PROBLEM DETAILS: Rewrite the records below as a Markdown table with two columns, No. and Line. Give each non-blank line its own numbered row, and leave out blank lines.

DATA LINES:

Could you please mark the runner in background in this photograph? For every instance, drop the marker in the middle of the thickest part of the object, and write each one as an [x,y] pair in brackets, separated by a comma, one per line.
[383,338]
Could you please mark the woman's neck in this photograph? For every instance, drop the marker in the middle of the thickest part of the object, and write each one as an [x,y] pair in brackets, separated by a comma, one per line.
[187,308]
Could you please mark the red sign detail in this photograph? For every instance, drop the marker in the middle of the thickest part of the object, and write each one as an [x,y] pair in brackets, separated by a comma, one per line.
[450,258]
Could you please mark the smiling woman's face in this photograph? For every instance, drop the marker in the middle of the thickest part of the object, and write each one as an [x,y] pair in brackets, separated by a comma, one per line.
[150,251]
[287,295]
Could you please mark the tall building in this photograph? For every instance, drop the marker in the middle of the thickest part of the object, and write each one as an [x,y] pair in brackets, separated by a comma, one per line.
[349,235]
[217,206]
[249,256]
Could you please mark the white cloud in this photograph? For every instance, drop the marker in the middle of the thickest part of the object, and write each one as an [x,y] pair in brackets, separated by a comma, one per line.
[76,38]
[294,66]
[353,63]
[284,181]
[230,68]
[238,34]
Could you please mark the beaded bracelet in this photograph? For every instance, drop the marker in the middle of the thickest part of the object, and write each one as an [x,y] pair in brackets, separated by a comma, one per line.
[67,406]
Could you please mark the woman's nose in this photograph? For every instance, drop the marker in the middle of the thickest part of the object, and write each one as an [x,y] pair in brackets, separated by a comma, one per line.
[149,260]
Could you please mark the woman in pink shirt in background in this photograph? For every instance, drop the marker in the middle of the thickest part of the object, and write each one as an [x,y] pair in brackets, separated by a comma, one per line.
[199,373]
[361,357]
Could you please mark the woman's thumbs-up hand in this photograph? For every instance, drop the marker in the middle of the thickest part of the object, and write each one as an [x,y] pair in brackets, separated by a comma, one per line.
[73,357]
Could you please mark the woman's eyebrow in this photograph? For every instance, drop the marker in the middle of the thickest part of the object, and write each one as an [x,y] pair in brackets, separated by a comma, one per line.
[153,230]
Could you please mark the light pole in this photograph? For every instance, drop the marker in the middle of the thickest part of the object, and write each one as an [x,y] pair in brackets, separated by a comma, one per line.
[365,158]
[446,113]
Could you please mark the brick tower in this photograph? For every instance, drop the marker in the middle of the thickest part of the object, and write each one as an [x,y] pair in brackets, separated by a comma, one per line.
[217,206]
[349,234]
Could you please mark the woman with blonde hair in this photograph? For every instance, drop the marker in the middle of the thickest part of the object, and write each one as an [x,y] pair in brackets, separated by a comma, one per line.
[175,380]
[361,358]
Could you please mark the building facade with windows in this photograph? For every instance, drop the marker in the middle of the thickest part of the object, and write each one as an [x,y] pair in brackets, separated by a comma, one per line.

ANSWER TO THIS PROBLEM:
| No. | Line |
|---|---|
| 1 | Could you please mark the runner in background in this photograph? For every instance, drop the marker in the middle of the thickest part of the object, and write each one as an [x,y] pair in brackets, separated by a comma, one per line. |
| 2 | [383,338] |
| 3 | Could you please mark the woman's neck in this photograph? For every instance, drop the marker in the middle of the thickest part of the object, and write each one as an [x,y] pair in brackets, separated by a comma, one per line. |
| 4 | [187,308] |
| 5 | Could you please mark the red sign detail in this photograph? For every instance, drop the marker in the middle of the thickest part of the object, and write each one as an [x,y] pair in brackets, separated by a comma, one per line. |
| 6 | [450,258] |
| 7 | Could you please mark the smiling woman's face in this photograph? For every instance, drop the marker in the middle of the thickest part of the object, and write each one as an [x,y] pair in brackets, separated by a comma, one per line. |
| 8 | [150,251] |
| 9 | [287,295] |
| 10 | Could you please mark the tall building in this photograph? For every instance, drop the marker in the middle of the thickest part of the object, and write each one as an [x,y] pair in brackets, separated by a comma, one per line. |
| 11 | [349,235] |
| 12 | [217,206] |
| 13 | [249,256] |
| 14 | Could you please mark the white cloud in this photograph? For every instance, drop the marker in the middle of the thickest part of the object, and write each one as an [x,y] pair in brackets, separated by a comma, one per line. |
| 15 | [76,38] |
| 16 | [294,66] |
| 17 | [353,63] |
| 18 | [284,181] |
| 19 | [230,68] |
| 20 | [238,34] |
| 21 | Could you please mark the beaded bracelet in this photograph? For every instance, drop the marker in the middle of the thickest part of the object, and write each one as an [x,y] pair in brackets, separated by a comma, one per line. |
| 22 | [67,406] |
| 23 | Could you please mark the woman's nose in this photograph? For every instance, drop the marker in the middle of the thickest part of the object, and write each one as an [x,y] pair in brackets, separated by a comma, one per line. |
| 24 | [149,260] |
| 25 | Could you please mark the woman in pink shirt in background in this photograph? For every instance, drop the marker in the middle of the thickest part of the object, and write each one as an [x,y] pair in brackets, separated by a comma, one per line. |
| 26 | [199,373] |
| 27 | [361,357] |
| 28 | Could you please mark the woman's thumbs-up hand in this photograph? For every instance, drop the marker in the middle of the thickest part of the object, and write each one as an [x,y] pair in brackets, separated by a comma, one per line. |
| 29 | [73,357] |
| 30 | Could you please mark the woman's eyebrow in this photograph? For every instance, drop the marker in the middle of the thickest part of the object, and write each one as an [x,y] pair in brackets, separated by a comma, one per line. |
| 31 | [153,230] |
| 32 | Could you please mark the light pole in this photograph? For every instance, drop the marker in the middle of the thickest part of the object, and write each one as an [x,y] pair in brackets, separated by a comma, one per line. |
| 33 | [365,158] |
| 34 | [446,113] |
| 35 | Could you please mark the brick tower in this photograph? For every instance, drop the marker in the middle of the thickest part of the object, and write each one as an [x,y] pair in brackets, separated by a comma, one per line. |
| 36 | [217,206] |
| 37 | [349,234] |
| 38 | Could you please mark the woman with blonde hair in this photograph? For every instance, drop the marker in the middle of the thickest part of the object, and write each one as an [x,y] pair in brackets, separated by a comma, one per line. |
| 39 | [175,380] |
| 40 | [361,358] |
| 41 | Could you please mark the building facade with windows in this photograph? For every instance, drop the marker in the middle of the thickest part of the object, and write each one as an [x,y] pair in brackets, separated by a comma, one per line. |